### WHAT YOU NEED TO DO
Reproduce the lines below, substituting "occurrence" for every occurrence of "instance" and leaving everything else unchanged.

++++ INPUT

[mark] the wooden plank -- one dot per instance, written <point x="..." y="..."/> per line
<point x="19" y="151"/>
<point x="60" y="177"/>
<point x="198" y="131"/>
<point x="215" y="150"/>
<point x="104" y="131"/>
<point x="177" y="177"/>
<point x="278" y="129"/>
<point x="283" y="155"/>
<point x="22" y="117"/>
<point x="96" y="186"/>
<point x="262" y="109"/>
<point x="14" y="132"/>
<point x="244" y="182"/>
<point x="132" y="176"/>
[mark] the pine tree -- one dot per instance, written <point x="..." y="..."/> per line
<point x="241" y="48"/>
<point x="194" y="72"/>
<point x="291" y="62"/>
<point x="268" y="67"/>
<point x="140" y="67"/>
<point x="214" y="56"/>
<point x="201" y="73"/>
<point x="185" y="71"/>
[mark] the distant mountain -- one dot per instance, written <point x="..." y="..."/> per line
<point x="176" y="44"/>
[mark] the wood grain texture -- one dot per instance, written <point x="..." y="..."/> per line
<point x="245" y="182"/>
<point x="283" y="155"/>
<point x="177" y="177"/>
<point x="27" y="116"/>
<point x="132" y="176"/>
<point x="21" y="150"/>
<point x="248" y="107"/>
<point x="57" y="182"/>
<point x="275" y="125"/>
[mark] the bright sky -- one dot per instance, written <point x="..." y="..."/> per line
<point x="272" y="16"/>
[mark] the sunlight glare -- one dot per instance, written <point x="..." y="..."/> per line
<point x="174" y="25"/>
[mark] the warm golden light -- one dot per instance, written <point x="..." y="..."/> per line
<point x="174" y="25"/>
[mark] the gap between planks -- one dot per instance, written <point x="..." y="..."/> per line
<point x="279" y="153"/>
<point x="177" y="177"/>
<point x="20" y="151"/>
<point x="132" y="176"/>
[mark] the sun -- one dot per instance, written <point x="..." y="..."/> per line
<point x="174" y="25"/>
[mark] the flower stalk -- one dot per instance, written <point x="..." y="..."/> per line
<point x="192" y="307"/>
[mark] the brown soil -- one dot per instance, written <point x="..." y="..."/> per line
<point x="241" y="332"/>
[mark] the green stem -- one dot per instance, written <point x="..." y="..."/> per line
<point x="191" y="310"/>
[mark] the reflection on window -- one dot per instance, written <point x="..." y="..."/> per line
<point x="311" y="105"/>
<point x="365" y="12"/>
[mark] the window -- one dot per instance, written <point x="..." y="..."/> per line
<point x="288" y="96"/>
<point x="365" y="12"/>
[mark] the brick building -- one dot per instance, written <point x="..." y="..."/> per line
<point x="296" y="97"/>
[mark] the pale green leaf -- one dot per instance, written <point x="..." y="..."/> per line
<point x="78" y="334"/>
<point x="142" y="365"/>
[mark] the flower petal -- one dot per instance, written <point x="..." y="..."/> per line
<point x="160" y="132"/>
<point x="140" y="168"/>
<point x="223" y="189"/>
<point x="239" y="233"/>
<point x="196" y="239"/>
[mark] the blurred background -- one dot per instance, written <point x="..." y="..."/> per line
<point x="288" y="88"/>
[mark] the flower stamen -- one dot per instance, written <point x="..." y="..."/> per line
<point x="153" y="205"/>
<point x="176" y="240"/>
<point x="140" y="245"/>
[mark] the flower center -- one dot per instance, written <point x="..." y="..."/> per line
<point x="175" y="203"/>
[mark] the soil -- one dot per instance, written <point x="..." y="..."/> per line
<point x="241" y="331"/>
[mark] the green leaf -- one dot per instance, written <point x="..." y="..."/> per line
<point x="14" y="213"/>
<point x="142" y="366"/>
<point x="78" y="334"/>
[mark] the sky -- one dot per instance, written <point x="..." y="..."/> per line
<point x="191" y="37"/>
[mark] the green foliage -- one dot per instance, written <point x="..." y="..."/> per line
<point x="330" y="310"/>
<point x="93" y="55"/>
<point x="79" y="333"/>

++++++++

### SOLUTION TO THIS PROBLEM
[mark] the wooden plank -- one dot per occurrence, written <point x="..." y="..."/> per line
<point x="19" y="151"/>
<point x="60" y="177"/>
<point x="198" y="131"/>
<point x="215" y="150"/>
<point x="104" y="131"/>
<point x="177" y="177"/>
<point x="278" y="129"/>
<point x="283" y="155"/>
<point x="22" y="117"/>
<point x="96" y="186"/>
<point x="262" y="109"/>
<point x="14" y="132"/>
<point x="244" y="182"/>
<point x="132" y="176"/>
[mark] the pine tree -- one dot per occurrence, written <point x="..." y="..."/> per line
<point x="241" y="48"/>
<point x="194" y="72"/>
<point x="291" y="62"/>
<point x="268" y="67"/>
<point x="140" y="67"/>
<point x="214" y="56"/>
<point x="201" y="73"/>
<point x="185" y="71"/>
[mark] the distant mountain -- one dot per occurrence, written <point x="..." y="..."/> per line
<point x="176" y="44"/>
[mark] the wood grain texture -- one dot per occurrence, written <point x="..." y="..."/> per line
<point x="245" y="182"/>
<point x="283" y="155"/>
<point x="177" y="177"/>
<point x="27" y="116"/>
<point x="132" y="176"/>
<point x="21" y="150"/>
<point x="248" y="107"/>
<point x="57" y="182"/>
<point x="275" y="125"/>
[mark] the bright sky -- one dot per occurrence, written <point x="..." y="..."/> per line
<point x="272" y="16"/>
[mark] the sunlight glare -- one dot per occurrence, written <point x="..." y="..."/> per line
<point x="174" y="25"/>
[mark] the warm golden light -- one dot per occurrence, written <point x="..." y="..."/> per line
<point x="174" y="25"/>
[mark] the gap between planks -- one dot per occurrence, written <point x="..." y="..."/> per line
<point x="279" y="153"/>
<point x="177" y="177"/>
<point x="20" y="151"/>
<point x="132" y="176"/>
[mark] the sun -- one dot per occurrence, written <point x="..." y="..."/> per line
<point x="174" y="25"/>
[mark] the flower stalk -- one dot per occurrence, written <point x="..." y="..."/> per line
<point x="192" y="307"/>
[mark] the brown soil -- one dot per occurrence, written <point x="..." y="..."/> per line
<point x="241" y="332"/>
[mark] the green stem -- one dot per occurrence, written <point x="..." y="..."/> per line
<point x="191" y="310"/>
[mark] the reflection on window -- one dot per occurrence, written <point x="..." y="..."/> per line
<point x="311" y="105"/>
<point x="365" y="12"/>
[mark] the window -- one dot per occurrence, written <point x="..." y="..."/> per line
<point x="288" y="96"/>
<point x="365" y="12"/>
[mark] the brick building -- one dot per occurrence, written <point x="..." y="..."/> per line
<point x="296" y="97"/>
[mark] the pale green leaf -- one dot per occurrence, written <point x="..." y="..."/> per line
<point x="78" y="334"/>
<point x="142" y="365"/>
[mark] the flower petal -- one dot per occurrence, written <point x="..." y="..."/> per line
<point x="160" y="132"/>
<point x="140" y="168"/>
<point x="223" y="189"/>
<point x="239" y="233"/>
<point x="196" y="239"/>
[mark] the blurred background -- one dot per occurrence, written <point x="..." y="..."/> per line
<point x="288" y="88"/>
[mark] the flower stamen -- one dot per occurrence, written <point x="..." y="..."/> per line
<point x="153" y="205"/>
<point x="176" y="240"/>
<point x="140" y="245"/>
[mark] the flower center -- one dot per occurrence, written <point x="..." y="..."/> per line
<point x="175" y="203"/>
[mark] the soil -- one dot per occurrence, written <point x="..." y="..."/> per line
<point x="241" y="331"/>
[mark] the green leaf -- one dot per occurrence, written <point x="..." y="..."/> per line
<point x="14" y="213"/>
<point x="142" y="366"/>
<point x="78" y="334"/>
[mark] the sky -- one dot per occurrence, written <point x="..." y="..."/> per line
<point x="191" y="37"/>
[mark] the green foliage -- one dot per occurrence, written <point x="..." y="..."/> per line
<point x="330" y="310"/>
<point x="93" y="55"/>
<point x="79" y="333"/>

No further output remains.